___ DATA LISTING ___

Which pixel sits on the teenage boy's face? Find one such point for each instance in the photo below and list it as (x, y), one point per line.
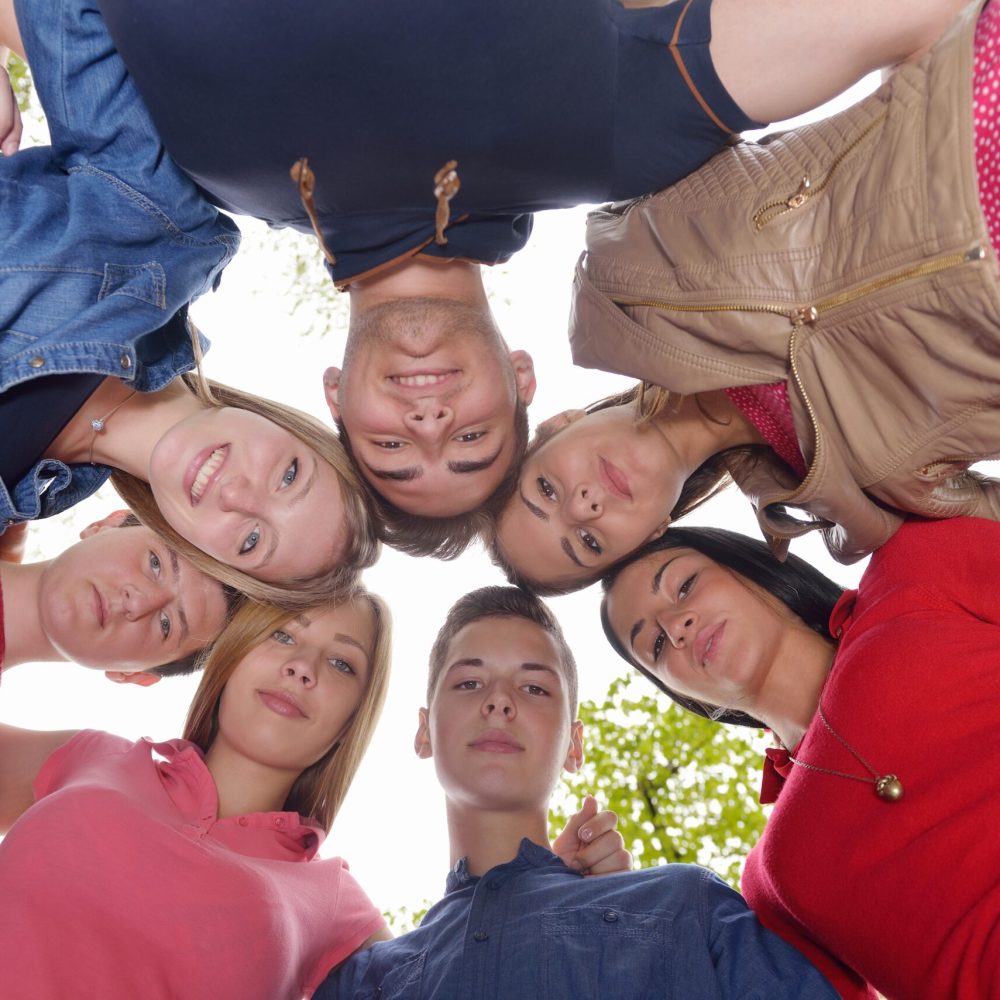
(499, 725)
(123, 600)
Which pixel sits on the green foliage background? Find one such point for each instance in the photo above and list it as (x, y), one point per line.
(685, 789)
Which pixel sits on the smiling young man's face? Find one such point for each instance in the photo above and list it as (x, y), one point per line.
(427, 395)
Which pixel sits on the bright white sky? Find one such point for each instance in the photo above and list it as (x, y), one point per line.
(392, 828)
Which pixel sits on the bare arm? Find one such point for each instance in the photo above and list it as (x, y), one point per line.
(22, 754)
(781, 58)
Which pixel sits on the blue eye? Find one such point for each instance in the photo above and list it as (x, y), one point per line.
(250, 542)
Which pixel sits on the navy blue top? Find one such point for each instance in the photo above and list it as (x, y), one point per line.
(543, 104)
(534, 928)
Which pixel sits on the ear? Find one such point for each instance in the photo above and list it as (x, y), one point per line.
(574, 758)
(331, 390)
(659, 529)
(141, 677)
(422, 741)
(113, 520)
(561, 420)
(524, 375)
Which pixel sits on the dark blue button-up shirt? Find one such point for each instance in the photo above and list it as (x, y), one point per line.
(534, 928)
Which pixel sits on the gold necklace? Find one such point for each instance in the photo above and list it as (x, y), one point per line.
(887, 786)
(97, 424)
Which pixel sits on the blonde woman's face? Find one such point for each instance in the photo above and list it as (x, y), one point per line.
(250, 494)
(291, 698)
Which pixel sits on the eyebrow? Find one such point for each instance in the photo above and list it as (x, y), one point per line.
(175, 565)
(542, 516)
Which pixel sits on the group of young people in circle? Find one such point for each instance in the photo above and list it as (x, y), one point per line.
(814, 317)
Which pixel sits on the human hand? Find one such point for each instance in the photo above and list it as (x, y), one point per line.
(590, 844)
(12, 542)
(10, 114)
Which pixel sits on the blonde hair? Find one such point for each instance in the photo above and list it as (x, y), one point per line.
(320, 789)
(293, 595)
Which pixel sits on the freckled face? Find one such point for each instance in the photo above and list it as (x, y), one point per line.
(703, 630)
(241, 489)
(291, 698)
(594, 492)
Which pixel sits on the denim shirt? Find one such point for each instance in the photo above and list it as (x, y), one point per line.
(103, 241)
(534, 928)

___

WORK ORDER: Reproduce, word for word, the lines of the data from the one that contains "Which pixel sits on the blonde hair?" to the end, both ends included.

RESULT:
Which pixel sits on the blonde hair? Find one such point for each instance in the photo above and list it as (x, y), one point per line.
(320, 789)
(293, 595)
Which pixel sits on the freckled face? Find one such point for each instance in the photo above and list it as (x, y), one point per line.
(703, 630)
(241, 489)
(291, 698)
(594, 492)
Which pixel sits on the denim shirt? Find one such point for each instance in the photo above and list it as (x, y), one point per line.
(103, 241)
(534, 928)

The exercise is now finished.